**CHALLENGE:**
Please update the entries from the line holding "[point] at the red" through the end of the entries, inclusive, by replacing "red train" with "passenger train" and keeping everything else the same. Leave the pictures out of your answer.

— BEGIN LISTED ENTRIES —

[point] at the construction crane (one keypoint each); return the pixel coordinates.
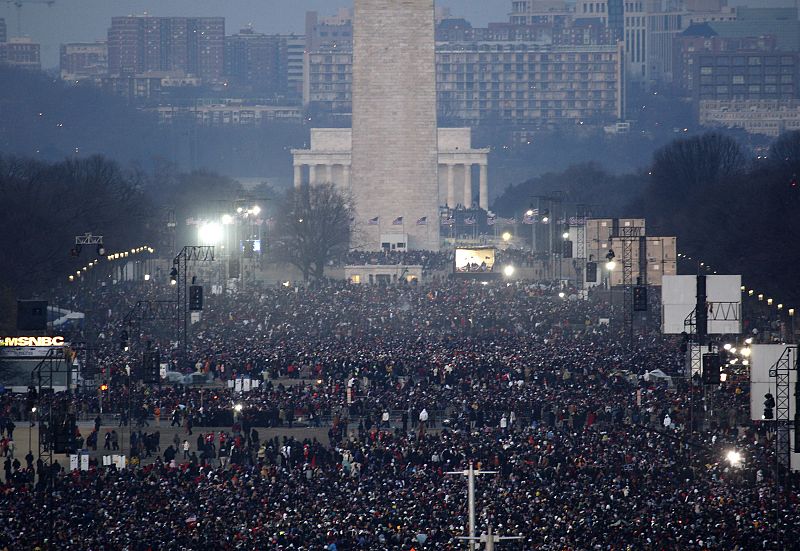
(19, 3)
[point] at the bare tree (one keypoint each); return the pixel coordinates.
(785, 152)
(313, 225)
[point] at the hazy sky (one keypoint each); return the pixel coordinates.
(88, 20)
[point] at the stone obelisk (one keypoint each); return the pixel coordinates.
(395, 153)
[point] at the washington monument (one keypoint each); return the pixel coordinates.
(394, 156)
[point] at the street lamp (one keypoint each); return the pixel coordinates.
(734, 458)
(210, 233)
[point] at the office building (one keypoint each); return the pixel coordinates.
(83, 61)
(188, 45)
(394, 139)
(21, 52)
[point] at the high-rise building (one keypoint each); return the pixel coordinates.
(394, 148)
(533, 12)
(253, 60)
(271, 65)
(517, 82)
(142, 44)
(295, 46)
(80, 61)
(21, 52)
(329, 32)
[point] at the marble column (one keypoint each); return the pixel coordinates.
(468, 185)
(346, 176)
(484, 186)
(298, 176)
(451, 187)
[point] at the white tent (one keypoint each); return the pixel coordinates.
(657, 375)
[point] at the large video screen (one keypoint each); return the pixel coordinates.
(474, 260)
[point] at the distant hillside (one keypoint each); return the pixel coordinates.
(47, 119)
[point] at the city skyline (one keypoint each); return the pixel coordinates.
(64, 21)
(88, 20)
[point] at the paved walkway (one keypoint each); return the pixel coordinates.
(23, 432)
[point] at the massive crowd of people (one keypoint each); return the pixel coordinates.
(411, 382)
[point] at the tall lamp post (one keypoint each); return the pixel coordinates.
(610, 265)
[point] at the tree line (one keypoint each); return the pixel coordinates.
(737, 213)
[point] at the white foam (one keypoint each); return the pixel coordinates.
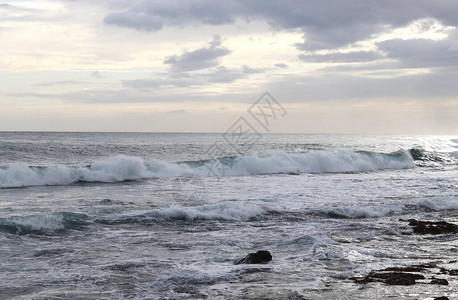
(121, 168)
(366, 212)
(221, 211)
(47, 222)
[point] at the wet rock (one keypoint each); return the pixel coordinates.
(390, 278)
(427, 227)
(260, 257)
(453, 272)
(439, 281)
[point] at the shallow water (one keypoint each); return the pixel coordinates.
(106, 216)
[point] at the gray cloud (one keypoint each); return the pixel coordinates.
(325, 24)
(198, 59)
(220, 74)
(420, 53)
(177, 111)
(356, 56)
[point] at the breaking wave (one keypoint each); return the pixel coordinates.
(122, 168)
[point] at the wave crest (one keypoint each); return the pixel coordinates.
(122, 168)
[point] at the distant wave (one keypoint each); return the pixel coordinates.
(122, 168)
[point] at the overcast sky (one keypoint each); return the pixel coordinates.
(198, 65)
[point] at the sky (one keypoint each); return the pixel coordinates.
(334, 66)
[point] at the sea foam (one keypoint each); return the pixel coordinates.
(122, 168)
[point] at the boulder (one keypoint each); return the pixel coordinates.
(427, 227)
(260, 257)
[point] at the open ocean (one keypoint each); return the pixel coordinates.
(166, 215)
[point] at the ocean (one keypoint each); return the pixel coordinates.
(166, 215)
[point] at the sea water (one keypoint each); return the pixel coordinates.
(160, 216)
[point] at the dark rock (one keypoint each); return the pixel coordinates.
(260, 257)
(453, 272)
(427, 227)
(439, 281)
(390, 278)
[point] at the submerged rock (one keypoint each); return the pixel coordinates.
(439, 281)
(390, 278)
(260, 257)
(427, 227)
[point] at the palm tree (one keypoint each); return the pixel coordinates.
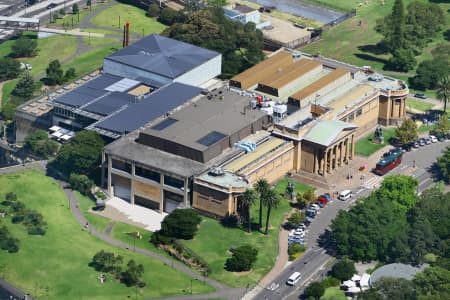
(261, 186)
(248, 198)
(443, 91)
(272, 200)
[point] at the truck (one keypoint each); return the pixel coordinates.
(388, 163)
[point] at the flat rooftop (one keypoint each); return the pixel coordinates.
(206, 121)
(163, 56)
(283, 31)
(151, 107)
(283, 76)
(260, 151)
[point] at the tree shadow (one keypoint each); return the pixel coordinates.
(371, 58)
(326, 241)
(376, 49)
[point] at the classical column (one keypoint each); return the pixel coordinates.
(353, 146)
(186, 193)
(133, 172)
(316, 162)
(347, 150)
(109, 187)
(161, 200)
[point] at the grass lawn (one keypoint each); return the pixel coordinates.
(99, 41)
(119, 230)
(91, 60)
(55, 266)
(354, 44)
(136, 16)
(333, 293)
(365, 147)
(418, 104)
(213, 241)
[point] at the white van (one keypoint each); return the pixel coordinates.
(294, 278)
(345, 195)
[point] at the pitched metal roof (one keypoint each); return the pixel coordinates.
(163, 56)
(325, 132)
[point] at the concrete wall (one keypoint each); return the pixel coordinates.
(202, 73)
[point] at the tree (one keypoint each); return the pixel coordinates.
(443, 90)
(393, 27)
(75, 9)
(82, 155)
(9, 68)
(272, 200)
(39, 143)
(429, 72)
(296, 218)
(443, 164)
(248, 199)
(240, 45)
(131, 276)
(107, 262)
(442, 127)
(153, 10)
(81, 183)
(434, 281)
(24, 46)
(407, 132)
(395, 289)
(55, 73)
(344, 269)
(181, 224)
(70, 74)
(25, 87)
(261, 186)
(315, 290)
(169, 16)
(242, 259)
(423, 21)
(402, 59)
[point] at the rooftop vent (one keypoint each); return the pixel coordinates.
(216, 171)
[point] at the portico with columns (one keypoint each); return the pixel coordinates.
(327, 146)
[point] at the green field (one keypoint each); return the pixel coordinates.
(333, 293)
(355, 44)
(119, 230)
(365, 147)
(137, 18)
(56, 266)
(418, 104)
(213, 241)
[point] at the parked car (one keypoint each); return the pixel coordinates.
(420, 95)
(51, 5)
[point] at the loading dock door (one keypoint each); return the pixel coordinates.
(122, 192)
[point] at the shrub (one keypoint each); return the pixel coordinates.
(315, 290)
(230, 221)
(80, 183)
(343, 269)
(242, 259)
(181, 224)
(330, 281)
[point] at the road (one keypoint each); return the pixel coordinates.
(315, 262)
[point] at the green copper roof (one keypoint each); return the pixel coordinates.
(325, 132)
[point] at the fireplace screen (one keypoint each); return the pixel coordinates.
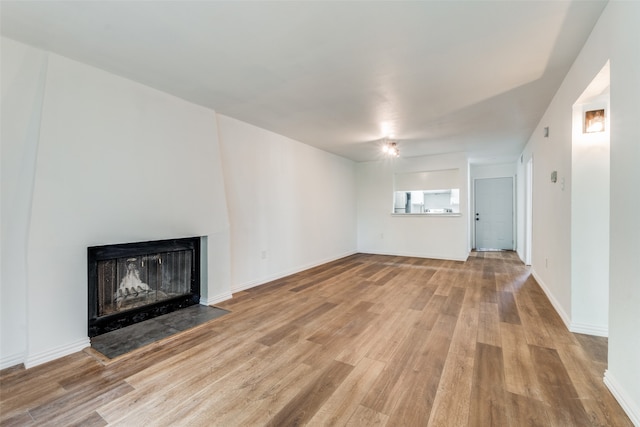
(127, 283)
(133, 282)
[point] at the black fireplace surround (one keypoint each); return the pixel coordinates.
(133, 282)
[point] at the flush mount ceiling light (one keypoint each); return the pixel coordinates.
(390, 148)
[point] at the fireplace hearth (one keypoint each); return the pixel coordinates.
(133, 282)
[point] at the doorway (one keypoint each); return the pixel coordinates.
(494, 213)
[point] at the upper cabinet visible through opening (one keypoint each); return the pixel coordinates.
(427, 192)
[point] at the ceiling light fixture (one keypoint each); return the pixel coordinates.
(390, 148)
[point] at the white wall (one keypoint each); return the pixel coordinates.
(381, 232)
(616, 36)
(23, 76)
(292, 206)
(623, 374)
(114, 162)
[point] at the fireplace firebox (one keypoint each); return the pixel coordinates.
(133, 282)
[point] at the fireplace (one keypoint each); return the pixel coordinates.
(133, 282)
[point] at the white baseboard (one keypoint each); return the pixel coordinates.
(56, 353)
(11, 360)
(583, 328)
(628, 405)
(280, 275)
(417, 255)
(216, 299)
(554, 302)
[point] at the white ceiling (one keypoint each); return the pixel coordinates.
(441, 76)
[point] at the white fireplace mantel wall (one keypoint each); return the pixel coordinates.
(89, 158)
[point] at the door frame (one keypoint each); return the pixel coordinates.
(472, 210)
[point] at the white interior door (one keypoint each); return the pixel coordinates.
(494, 213)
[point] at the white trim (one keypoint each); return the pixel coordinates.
(554, 302)
(628, 405)
(11, 360)
(216, 299)
(56, 353)
(585, 328)
(262, 281)
(420, 255)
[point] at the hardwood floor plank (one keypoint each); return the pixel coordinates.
(508, 308)
(343, 403)
(302, 408)
(565, 407)
(519, 369)
(524, 411)
(364, 340)
(488, 407)
(489, 324)
(364, 416)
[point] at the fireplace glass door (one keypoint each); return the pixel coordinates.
(130, 282)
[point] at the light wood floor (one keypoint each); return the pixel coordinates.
(366, 340)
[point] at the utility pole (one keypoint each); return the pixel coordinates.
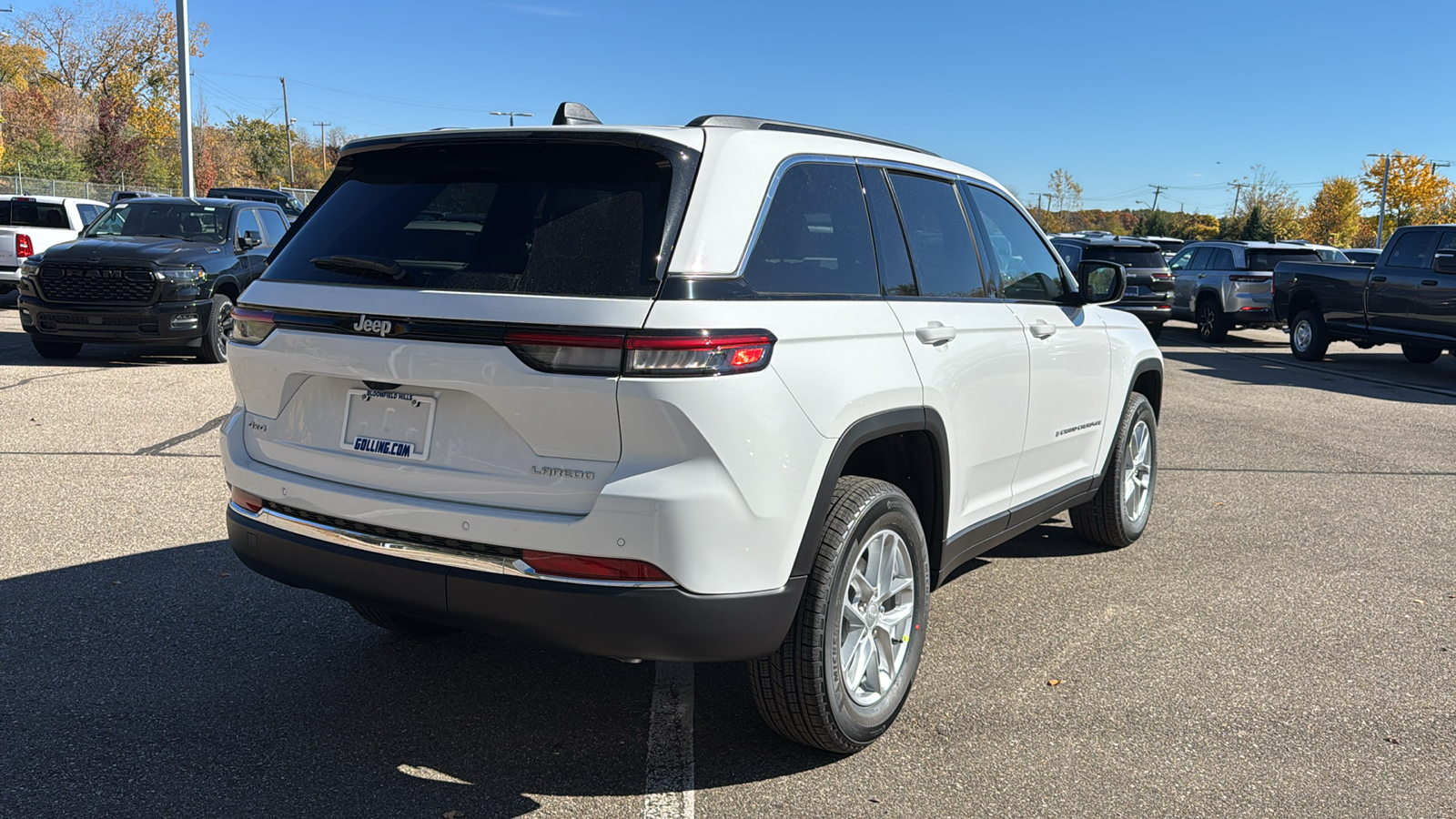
(324, 146)
(1157, 191)
(288, 127)
(186, 104)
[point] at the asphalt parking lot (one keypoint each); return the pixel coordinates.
(1281, 642)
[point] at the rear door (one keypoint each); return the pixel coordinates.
(1070, 354)
(449, 321)
(966, 344)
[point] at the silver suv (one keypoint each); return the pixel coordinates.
(1222, 286)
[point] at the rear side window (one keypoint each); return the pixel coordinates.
(1412, 249)
(1126, 257)
(815, 237)
(560, 219)
(1259, 259)
(1026, 267)
(939, 238)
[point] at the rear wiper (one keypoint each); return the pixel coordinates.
(360, 264)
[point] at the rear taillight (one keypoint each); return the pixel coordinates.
(644, 353)
(592, 567)
(248, 501)
(251, 327)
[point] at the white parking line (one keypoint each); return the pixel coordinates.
(670, 745)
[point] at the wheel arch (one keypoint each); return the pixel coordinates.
(906, 448)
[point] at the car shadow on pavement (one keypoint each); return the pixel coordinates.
(179, 683)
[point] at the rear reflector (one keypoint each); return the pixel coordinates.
(592, 567)
(251, 327)
(248, 500)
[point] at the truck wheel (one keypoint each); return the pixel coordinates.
(1118, 513)
(218, 329)
(1213, 325)
(846, 665)
(56, 349)
(1420, 354)
(1308, 339)
(400, 624)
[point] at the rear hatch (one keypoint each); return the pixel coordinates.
(407, 336)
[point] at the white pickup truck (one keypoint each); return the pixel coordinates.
(29, 225)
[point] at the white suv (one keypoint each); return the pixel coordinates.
(730, 390)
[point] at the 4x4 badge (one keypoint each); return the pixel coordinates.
(380, 327)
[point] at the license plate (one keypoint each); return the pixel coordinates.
(395, 424)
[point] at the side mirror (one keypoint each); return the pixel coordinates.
(1101, 283)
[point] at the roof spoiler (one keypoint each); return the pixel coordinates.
(574, 114)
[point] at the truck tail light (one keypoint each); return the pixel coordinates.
(644, 353)
(592, 567)
(251, 327)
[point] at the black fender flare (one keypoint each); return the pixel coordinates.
(892, 421)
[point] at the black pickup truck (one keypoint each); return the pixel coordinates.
(1407, 298)
(149, 270)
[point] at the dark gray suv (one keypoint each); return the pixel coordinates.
(1149, 281)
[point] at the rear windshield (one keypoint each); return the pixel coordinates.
(1266, 259)
(542, 219)
(1126, 257)
(34, 215)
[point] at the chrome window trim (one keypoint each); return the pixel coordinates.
(408, 550)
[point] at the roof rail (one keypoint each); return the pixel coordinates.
(756, 124)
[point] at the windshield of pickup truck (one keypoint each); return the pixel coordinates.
(19, 213)
(169, 220)
(1266, 259)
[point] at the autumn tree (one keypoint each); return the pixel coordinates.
(1334, 216)
(1416, 194)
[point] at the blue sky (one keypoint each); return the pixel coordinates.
(1123, 95)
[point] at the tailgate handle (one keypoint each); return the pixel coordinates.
(935, 332)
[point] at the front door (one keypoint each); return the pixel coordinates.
(1070, 356)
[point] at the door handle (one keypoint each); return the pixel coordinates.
(935, 332)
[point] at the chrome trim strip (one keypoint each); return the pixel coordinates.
(408, 550)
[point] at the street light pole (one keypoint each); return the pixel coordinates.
(186, 104)
(511, 114)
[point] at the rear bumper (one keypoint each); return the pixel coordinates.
(616, 622)
(167, 322)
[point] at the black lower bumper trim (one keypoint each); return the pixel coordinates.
(650, 624)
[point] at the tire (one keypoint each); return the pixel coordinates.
(1213, 325)
(1308, 339)
(803, 690)
(1108, 518)
(56, 349)
(1420, 354)
(400, 624)
(218, 329)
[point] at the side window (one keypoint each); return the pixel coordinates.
(815, 238)
(1412, 249)
(248, 220)
(939, 238)
(890, 239)
(1026, 267)
(274, 227)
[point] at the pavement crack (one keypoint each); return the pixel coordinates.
(171, 442)
(22, 382)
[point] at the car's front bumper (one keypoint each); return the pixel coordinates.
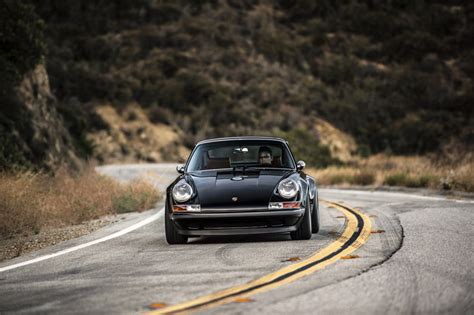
(237, 222)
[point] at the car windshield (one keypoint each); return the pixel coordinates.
(231, 154)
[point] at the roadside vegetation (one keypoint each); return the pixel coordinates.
(30, 201)
(402, 171)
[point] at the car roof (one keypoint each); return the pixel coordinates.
(242, 138)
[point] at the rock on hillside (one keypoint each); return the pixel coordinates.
(341, 145)
(32, 130)
(129, 136)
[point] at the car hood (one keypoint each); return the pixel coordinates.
(219, 190)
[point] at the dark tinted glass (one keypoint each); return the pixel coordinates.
(229, 154)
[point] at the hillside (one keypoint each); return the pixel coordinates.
(394, 76)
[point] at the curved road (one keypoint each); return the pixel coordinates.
(418, 259)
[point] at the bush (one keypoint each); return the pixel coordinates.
(30, 201)
(363, 178)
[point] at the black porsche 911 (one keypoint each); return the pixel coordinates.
(241, 185)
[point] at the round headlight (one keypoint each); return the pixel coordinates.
(182, 192)
(288, 188)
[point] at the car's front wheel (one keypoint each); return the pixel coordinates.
(304, 230)
(315, 216)
(172, 235)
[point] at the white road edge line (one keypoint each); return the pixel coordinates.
(129, 229)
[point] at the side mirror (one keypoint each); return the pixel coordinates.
(300, 165)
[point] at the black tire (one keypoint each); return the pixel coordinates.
(172, 235)
(304, 230)
(315, 216)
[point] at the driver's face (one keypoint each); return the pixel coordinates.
(265, 158)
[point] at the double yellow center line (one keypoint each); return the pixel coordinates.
(355, 235)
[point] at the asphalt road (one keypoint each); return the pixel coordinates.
(420, 261)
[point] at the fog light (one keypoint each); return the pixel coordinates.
(284, 205)
(187, 208)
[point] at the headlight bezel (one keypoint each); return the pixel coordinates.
(286, 194)
(183, 197)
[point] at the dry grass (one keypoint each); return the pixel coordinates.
(402, 171)
(30, 201)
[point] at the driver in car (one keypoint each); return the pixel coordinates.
(265, 156)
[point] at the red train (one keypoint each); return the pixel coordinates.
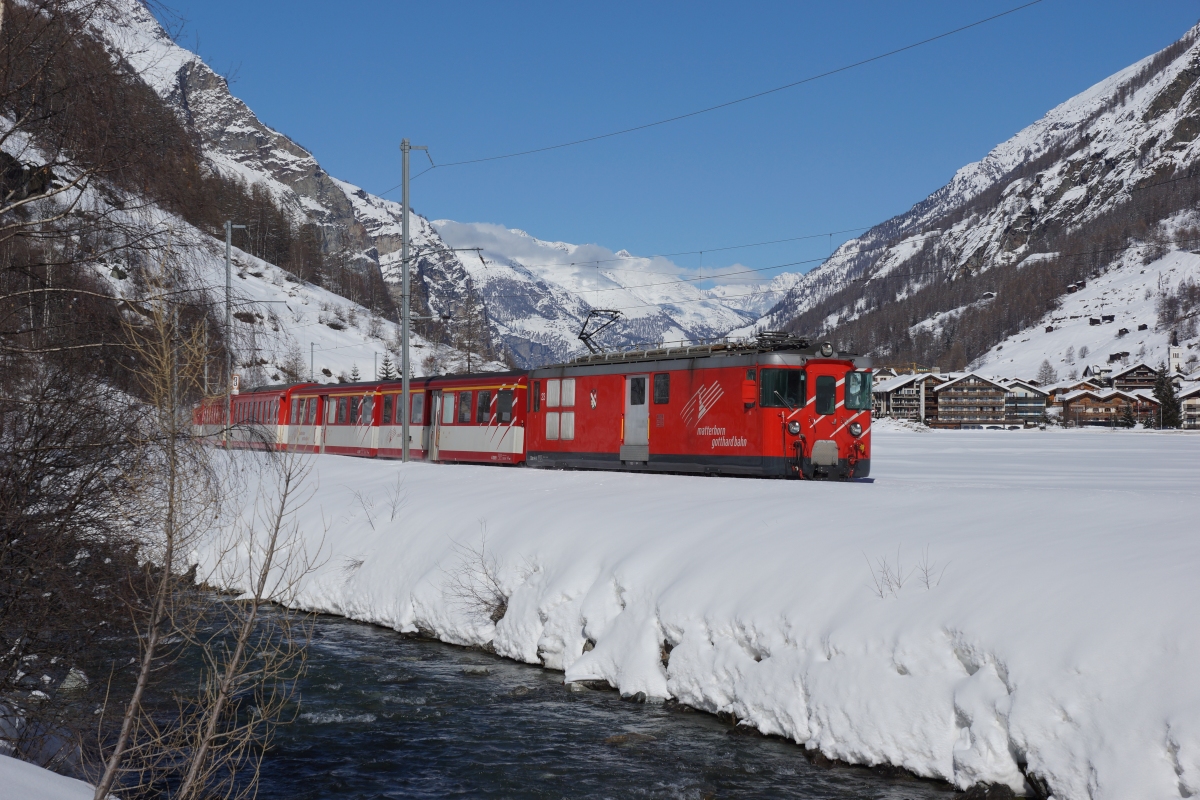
(772, 408)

— END LISTED ENTRIES —

**ANSWER BELOW:**
[point] at the passenger train (one keypoint each); return the pixel coordinates.
(772, 408)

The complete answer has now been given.